» **Given instruction**
Return all of the items below unchanged, copying every line word for word.
==============================
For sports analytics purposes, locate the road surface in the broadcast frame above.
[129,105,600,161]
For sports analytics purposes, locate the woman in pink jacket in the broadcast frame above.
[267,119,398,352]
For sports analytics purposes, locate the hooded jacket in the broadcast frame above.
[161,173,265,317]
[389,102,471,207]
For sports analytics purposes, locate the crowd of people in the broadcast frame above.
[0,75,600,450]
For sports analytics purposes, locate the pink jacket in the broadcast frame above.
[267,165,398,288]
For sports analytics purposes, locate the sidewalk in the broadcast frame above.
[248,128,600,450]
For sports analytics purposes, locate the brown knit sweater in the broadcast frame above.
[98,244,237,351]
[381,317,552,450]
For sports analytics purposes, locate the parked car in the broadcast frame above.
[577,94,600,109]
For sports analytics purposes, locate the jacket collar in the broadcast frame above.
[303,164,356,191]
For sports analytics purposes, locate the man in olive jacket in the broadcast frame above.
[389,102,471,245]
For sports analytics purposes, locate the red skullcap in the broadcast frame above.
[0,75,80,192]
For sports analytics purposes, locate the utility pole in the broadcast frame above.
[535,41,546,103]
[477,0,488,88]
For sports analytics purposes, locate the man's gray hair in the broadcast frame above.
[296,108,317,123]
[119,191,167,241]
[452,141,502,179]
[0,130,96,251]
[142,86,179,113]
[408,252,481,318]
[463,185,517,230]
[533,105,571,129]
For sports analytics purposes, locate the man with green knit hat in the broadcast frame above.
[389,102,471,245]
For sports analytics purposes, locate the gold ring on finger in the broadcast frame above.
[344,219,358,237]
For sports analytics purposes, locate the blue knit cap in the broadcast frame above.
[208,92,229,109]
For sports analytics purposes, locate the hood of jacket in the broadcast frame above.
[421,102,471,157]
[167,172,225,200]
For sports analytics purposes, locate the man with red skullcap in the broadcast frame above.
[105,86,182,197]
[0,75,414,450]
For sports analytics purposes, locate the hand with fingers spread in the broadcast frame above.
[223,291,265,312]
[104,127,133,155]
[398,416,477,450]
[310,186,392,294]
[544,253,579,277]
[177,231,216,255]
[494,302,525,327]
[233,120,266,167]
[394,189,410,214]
==============================
» **Task response**
For sports analytics purposes, locate the road surface in the broadcast frame above.
[129,105,600,161]
For sports analytics purposes, locate the woman in pink jacket in the broadcast frame above.
[267,119,398,352]
For sports analytics purposes, locate the hooded jacket in the broadcast frame above.
[161,173,265,317]
[389,102,471,207]
For sports analytics purposes, locate the crowd of people in the broadcast frame above.
[0,75,600,450]
For sports analytics purposes, locate the pink jacket in the broadcast frame above.
[267,165,398,288]
For sports analytics purposes, locate the sidewalk in the broadcast frame above.
[248,128,600,450]
For sports analytics purposes, locate the brown knit sweater in the broadcast frame above.
[98,244,237,351]
[381,317,552,450]
For sports analytics purposes, locate the parked car in the broadcast frame above.
[577,94,600,109]
For sports analytics purposes, locate the jacket collar in the broadcast frame above.
[303,164,356,191]
For sports analytics purposes, locate the man in olive jacket in the broadcast frame above.
[389,102,471,245]
For sports analytics purposes, locate the red skullcap in the broadcast frame above.
[0,75,80,192]
For sports analytics purposes, locate the utility pole in the broadcast frame above.
[535,41,546,103]
[477,0,488,88]
For sports analytics purposes, locate the man's gray hair in the broadcast frame above.
[296,108,317,123]
[119,191,167,241]
[452,141,502,179]
[0,130,96,251]
[142,86,179,113]
[408,252,481,318]
[463,185,517,230]
[533,105,571,129]
For sports analytics purposes, locate the man with green knit hat in the broadcast frame above.
[389,102,471,245]
For sports analytics purposes, locate the gold ring on finger in the broadcast frame above.
[344,219,358,237]
For sports analytics purposes, locate the blue knit cap in the broadcast frame above.
[208,92,229,109]
For sports analytics purposes, locate the hood of jacket in the broadcast frame above.
[421,102,471,157]
[167,172,225,200]
For sports analytics purposes, locate the man with red skullcap in the broadcast frame above.
[105,86,182,197]
[0,75,414,450]
For sports analytics purposes, locate the hand with fingers spread in the broadcast frame above.
[223,291,265,312]
[104,127,133,155]
[398,416,477,450]
[310,186,392,294]
[544,253,579,277]
[177,231,216,255]
[494,302,525,327]
[233,120,266,167]
[394,189,410,214]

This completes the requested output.